## Material to process
════════════════

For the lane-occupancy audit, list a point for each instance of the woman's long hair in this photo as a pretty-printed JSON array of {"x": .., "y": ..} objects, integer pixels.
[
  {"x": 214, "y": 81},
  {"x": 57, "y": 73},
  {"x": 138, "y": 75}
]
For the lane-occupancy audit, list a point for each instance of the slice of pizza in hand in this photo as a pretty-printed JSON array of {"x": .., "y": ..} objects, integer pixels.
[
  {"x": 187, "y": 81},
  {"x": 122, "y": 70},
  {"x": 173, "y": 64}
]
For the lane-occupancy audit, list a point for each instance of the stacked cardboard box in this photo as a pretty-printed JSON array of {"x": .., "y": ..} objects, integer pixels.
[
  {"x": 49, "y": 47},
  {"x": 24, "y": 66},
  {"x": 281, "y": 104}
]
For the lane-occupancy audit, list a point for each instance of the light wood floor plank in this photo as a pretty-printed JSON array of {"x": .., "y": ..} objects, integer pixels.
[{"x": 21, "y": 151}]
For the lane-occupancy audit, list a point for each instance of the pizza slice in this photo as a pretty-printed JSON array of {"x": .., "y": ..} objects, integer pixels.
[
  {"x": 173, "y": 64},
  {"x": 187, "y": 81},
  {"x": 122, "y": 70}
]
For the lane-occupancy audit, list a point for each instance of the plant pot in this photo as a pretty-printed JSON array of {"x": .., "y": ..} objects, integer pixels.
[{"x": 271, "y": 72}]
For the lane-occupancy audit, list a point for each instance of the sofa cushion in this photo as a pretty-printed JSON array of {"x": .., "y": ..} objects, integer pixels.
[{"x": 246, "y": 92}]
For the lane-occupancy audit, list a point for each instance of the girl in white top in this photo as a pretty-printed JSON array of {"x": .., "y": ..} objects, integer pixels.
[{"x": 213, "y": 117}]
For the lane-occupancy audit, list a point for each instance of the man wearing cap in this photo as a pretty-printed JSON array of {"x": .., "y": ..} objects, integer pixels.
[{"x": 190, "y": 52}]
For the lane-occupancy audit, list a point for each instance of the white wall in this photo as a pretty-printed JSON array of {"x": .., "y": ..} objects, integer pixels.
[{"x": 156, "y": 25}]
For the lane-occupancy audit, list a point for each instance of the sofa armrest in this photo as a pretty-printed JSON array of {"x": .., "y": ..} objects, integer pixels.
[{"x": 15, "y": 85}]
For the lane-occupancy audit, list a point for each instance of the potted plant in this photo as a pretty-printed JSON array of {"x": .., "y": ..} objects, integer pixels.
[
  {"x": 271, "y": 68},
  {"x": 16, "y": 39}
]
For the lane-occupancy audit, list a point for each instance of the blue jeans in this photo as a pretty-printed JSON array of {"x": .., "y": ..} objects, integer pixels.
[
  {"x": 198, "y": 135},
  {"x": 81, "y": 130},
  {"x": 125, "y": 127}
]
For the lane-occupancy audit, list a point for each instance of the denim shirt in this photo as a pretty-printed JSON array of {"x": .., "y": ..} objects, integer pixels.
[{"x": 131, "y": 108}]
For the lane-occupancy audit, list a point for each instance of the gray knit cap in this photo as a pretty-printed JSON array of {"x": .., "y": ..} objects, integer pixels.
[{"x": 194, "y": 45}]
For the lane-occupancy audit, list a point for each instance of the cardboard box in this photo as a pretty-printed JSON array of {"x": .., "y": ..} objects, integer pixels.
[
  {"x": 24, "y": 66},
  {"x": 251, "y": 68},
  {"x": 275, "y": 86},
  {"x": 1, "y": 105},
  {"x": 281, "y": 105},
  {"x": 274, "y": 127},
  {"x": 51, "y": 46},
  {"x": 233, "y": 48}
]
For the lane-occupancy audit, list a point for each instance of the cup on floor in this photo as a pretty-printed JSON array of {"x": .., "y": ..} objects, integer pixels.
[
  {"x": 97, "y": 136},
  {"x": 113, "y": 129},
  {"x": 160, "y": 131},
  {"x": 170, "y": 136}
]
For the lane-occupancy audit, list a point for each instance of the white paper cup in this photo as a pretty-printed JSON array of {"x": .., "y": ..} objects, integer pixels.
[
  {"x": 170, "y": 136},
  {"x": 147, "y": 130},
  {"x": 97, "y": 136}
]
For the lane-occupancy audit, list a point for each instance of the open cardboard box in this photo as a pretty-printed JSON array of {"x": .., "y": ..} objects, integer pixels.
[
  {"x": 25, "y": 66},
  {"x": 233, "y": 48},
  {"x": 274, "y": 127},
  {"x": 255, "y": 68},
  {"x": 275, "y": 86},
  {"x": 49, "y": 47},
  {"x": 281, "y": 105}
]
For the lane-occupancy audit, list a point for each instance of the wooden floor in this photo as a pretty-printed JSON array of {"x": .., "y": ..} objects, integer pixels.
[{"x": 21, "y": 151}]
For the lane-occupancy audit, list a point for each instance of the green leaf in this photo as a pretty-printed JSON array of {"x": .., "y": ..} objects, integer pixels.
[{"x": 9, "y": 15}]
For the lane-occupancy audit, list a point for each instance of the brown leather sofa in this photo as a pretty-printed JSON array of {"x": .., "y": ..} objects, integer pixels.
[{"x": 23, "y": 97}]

════════════════

Nothing in the listing may be changed; retype it all exactly.

## Worked answer
For the lane-occupancy audit, list a point for each instance of the woman's long hair in this photo as a pretty-printed JSON array of {"x": .., "y": ..} objects, integer pixels.
[
  {"x": 214, "y": 81},
  {"x": 57, "y": 73},
  {"x": 138, "y": 75}
]
For the lane-occupancy audit, list a point for each instance of the slice of pizza in hand in this photo as a pretty-printed JSON array of {"x": .., "y": ..} objects, integer pixels.
[
  {"x": 187, "y": 81},
  {"x": 122, "y": 70},
  {"x": 173, "y": 64}
]
For the lane-occupancy audit, list a point for each instance of the stacked cardboard box in this photo as a pretty-printed JSON array of {"x": .., "y": ..} objects, integer pixels.
[
  {"x": 49, "y": 47},
  {"x": 24, "y": 66},
  {"x": 281, "y": 104}
]
For the lane-occupancy audit, list a point for each instance of the light wood floor plank in this photo as a pretty-printed JSON array of {"x": .., "y": ..} objects, integer pixels.
[{"x": 21, "y": 151}]
For the lane-occupancy audit, list a point for each instance of the pizza slice in this photo as a pretty-printed JSON array of {"x": .., "y": ..} objects, integer pixels.
[
  {"x": 173, "y": 64},
  {"x": 187, "y": 81},
  {"x": 122, "y": 70}
]
For the lane-occupancy audit, list a point for each instance of the plant pot in this photo as a pretty-printed JSON array of {"x": .., "y": ..} objects, integer pixels.
[{"x": 271, "y": 72}]
For the lane-occupancy audit, list a point for each instance of the sofa cushion in this photo as a pretty-printed JSON array of {"x": .., "y": ..} objects, integer pixels.
[{"x": 246, "y": 92}]
For the lane-occupancy audit, list a point for each instance of the girl in white top in this photo as a pretty-printed JSON array of {"x": .., "y": ..} objects, integer pixels.
[{"x": 213, "y": 117}]
For the lane-occupancy audit, list a point for each instance of the man wearing cap in this photo as a pretty-printed JSON array of {"x": .., "y": ..} objects, integer pixels.
[{"x": 190, "y": 52}]
For the lane-occupancy audit, list a point for each instance of the white wall in this photo as a pretty-printed JSON array of {"x": .., "y": ..} objects, integer pixels.
[{"x": 156, "y": 25}]
For the lane-occupancy audit, list a point for each instance of the sofa armrest in this photo as a pretty-printed JSON array of {"x": .., "y": ..} objects, integer pixels.
[{"x": 15, "y": 85}]
For the lane-occupancy audit, list a point for each instance of the potted plant in this photo as a pretty-printed JSON array of {"x": .., "y": ..} objects, integer pixels.
[
  {"x": 271, "y": 68},
  {"x": 16, "y": 39}
]
For the lane-occupancy audit, list a point for each instance of the blue jeans in this photo as a pretty-printed JSON array of {"x": .., "y": ..} objects, integer pixels.
[
  {"x": 198, "y": 135},
  {"x": 81, "y": 130},
  {"x": 125, "y": 127}
]
For the lane-occupancy audit, list a point for each instance of the denim shirt in this photo as a pretty-printed JSON array of {"x": .., "y": ..} objects, integer pixels.
[{"x": 131, "y": 108}]
For the lane-occupancy audit, list a point for each instance of the gray knit cap in this photo as a pretty-printed JSON array of {"x": .., "y": ..} objects, integer pixels.
[{"x": 194, "y": 45}]
For the lane-occupancy audit, list a point for each instance of the cardboard box in this photo as a pretty-printed JSON array of {"x": .., "y": ..} objects, integer pixels.
[
  {"x": 24, "y": 66},
  {"x": 251, "y": 68},
  {"x": 275, "y": 86},
  {"x": 1, "y": 105},
  {"x": 281, "y": 105},
  {"x": 274, "y": 127},
  {"x": 51, "y": 46},
  {"x": 233, "y": 48}
]
For the lane-occupancy audit, list a point for each instance of the cup on floor in this photo as a pretty-printed JSON array of {"x": .., "y": ..} objects, integer pixels.
[
  {"x": 97, "y": 136},
  {"x": 113, "y": 129},
  {"x": 160, "y": 131},
  {"x": 170, "y": 136}
]
For the lane-occupancy audit, list a point for each instance of the white paper cup in this photo as a pretty-printed JSON array of {"x": .., "y": ..} objects, integer pixels.
[
  {"x": 170, "y": 136},
  {"x": 147, "y": 130},
  {"x": 97, "y": 136}
]
For the lane-occupancy audit, list a point for each instance of the open cardboard box in this photo as a pretty-printed JSON array of {"x": .., "y": ..} objects, integer pixels.
[
  {"x": 25, "y": 66},
  {"x": 233, "y": 48},
  {"x": 274, "y": 127},
  {"x": 255, "y": 68},
  {"x": 275, "y": 86},
  {"x": 49, "y": 47},
  {"x": 281, "y": 105}
]
For the lane-occupancy audit, list a point for each instance of the wooden floor in this photo as a pretty-printed JSON array of {"x": .., "y": ..} objects, integer pixels.
[{"x": 21, "y": 151}]
For the lane-occupancy audit, list a point for each instance of the green leaf in this photo as a pretty-printed JSON array of {"x": .., "y": ..} objects, integer pixels.
[{"x": 9, "y": 15}]
For the lane-occupancy audit, list a point for each instance of the brown leather sofa in this photo as a pretty-printed JSON array of {"x": .., "y": ..} objects, integer pixels.
[{"x": 23, "y": 97}]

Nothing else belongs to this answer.